Retype the full listing without altering anything.

########

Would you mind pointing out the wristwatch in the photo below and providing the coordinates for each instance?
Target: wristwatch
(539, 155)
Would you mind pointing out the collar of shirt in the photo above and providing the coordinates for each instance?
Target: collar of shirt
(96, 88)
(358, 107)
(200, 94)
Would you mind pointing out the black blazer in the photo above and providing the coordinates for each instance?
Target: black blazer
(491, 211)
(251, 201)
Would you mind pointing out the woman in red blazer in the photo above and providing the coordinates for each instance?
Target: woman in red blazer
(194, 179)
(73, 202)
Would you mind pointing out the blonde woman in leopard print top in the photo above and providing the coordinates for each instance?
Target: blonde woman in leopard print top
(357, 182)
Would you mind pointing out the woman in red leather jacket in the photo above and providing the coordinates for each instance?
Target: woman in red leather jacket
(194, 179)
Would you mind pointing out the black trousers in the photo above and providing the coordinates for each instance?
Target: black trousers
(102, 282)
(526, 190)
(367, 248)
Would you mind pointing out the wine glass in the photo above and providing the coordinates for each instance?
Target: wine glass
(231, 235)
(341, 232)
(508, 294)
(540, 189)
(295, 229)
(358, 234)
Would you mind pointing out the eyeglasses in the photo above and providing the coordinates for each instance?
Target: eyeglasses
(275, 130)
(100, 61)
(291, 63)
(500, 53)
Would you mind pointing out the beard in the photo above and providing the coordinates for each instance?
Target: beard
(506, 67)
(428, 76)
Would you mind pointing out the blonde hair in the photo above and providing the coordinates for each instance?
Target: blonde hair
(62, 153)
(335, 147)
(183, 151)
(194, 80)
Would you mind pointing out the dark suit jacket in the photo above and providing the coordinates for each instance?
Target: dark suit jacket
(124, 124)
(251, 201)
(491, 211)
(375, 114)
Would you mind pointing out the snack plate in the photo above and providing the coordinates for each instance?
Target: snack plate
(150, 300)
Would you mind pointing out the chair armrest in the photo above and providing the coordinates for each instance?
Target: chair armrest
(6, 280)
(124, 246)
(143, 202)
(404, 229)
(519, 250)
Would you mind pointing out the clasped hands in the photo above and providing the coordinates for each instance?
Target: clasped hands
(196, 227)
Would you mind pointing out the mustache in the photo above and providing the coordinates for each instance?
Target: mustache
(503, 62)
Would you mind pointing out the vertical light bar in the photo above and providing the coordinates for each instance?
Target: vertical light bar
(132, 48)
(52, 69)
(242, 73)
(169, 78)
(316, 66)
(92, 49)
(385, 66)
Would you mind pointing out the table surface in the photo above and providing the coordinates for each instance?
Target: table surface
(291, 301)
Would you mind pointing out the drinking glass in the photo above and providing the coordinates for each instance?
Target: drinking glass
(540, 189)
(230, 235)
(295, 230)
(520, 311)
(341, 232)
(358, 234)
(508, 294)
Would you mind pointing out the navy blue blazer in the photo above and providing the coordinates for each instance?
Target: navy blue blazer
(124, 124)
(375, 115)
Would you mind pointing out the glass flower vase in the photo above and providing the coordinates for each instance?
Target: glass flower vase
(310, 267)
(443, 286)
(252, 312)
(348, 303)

########

* **TASK OUTPUT**
Would you mind pointing out the wristwatch in the photo below and providing the coordinates for each instance?
Target: wristwatch
(539, 155)
Would you mind pointing out the collar of shirt in the photo above and providing the coordinates for each instance?
Target: collar of shirt
(96, 88)
(358, 107)
(200, 94)
Would you mind pointing out the black blazer in the photo above and providing the coordinates for each instance?
Target: black blazer
(491, 211)
(251, 201)
Would you mind pointing out the woman in red blazer in the photo above and providing the coordinates for each instance?
Target: woman in red blazer
(194, 179)
(73, 202)
Would you mind pointing out the blonde woman in leopard print top in the photo above and providing the coordinates for each instance?
Target: blonde woman in leopard print top
(357, 182)
Would you mind pointing out the woman in red leather jacket in the photo above and providing the coordinates for each instance?
Target: woman in red leather jacket
(194, 179)
Would you mind pointing out the black trousers in the photo above and providing the coordinates for each instance?
Target: black trousers
(102, 282)
(526, 190)
(367, 248)
Would you mind pointing out the wine glass in the photo above and providing the coordinates for each instance?
Target: wine glass
(231, 235)
(341, 232)
(508, 294)
(540, 189)
(295, 229)
(358, 234)
Would you mind pointing out the eyeglasses in the photo above and providing the coordinates for each instance?
Target: eyeglasses
(275, 130)
(100, 61)
(291, 63)
(500, 53)
Would you mind pointing out the beard in the photo above and providing the coordinates for each instance?
Target: beard
(506, 67)
(428, 76)
Would you mind pointing out the blonde hair in the photo above and providing the coordinates for each instance?
Target: blonde hair
(62, 153)
(335, 147)
(183, 151)
(194, 80)
Would you mind pointing out the dark suit jacket in the photo above and providing the coordinates for each instance?
Target: dark suit jacket
(124, 124)
(251, 201)
(491, 211)
(375, 114)
Would you mind pointing out the snack plate in the photo above and providing the coordinates for each instance?
Target: snack plate
(150, 300)
Would you mind pointing out the chair armrest in the photo above and providing the coordinates for each instance?
Target: chair armrest
(6, 280)
(124, 246)
(143, 202)
(404, 229)
(519, 250)
Would you mind pointing out the clasped hands in the photo above and providing the coordinates for each instance?
Target: clasped hands
(196, 227)
Would you mind pointing out the mustache in the photo above and providing the coordinates for each instance?
Target: mustache
(503, 62)
Would you mind pointing out the vertical light bar in the photo above and providing the coordinates for each instance?
Target: vertical light bar
(132, 48)
(52, 69)
(242, 73)
(169, 78)
(316, 66)
(92, 49)
(385, 66)
Would you mind pointing out the table surface in the photo above and providing the coordinates for each instance?
Target: table surface
(291, 301)
Would you mind pointing out the drinking glass in the photo above and providing the coordinates for each instance?
Target: drinking glass
(540, 189)
(230, 235)
(295, 230)
(520, 311)
(341, 232)
(358, 234)
(508, 294)
Would you mind pointing out the navy blue blazer in the photo above and providing the coordinates for each instance?
Target: navy blue blazer
(124, 124)
(375, 115)
Would you mind pointing out the glass flower vase in the photo above and providing the coordinates for each instance?
Target: glass flower vase
(310, 267)
(443, 286)
(252, 312)
(348, 303)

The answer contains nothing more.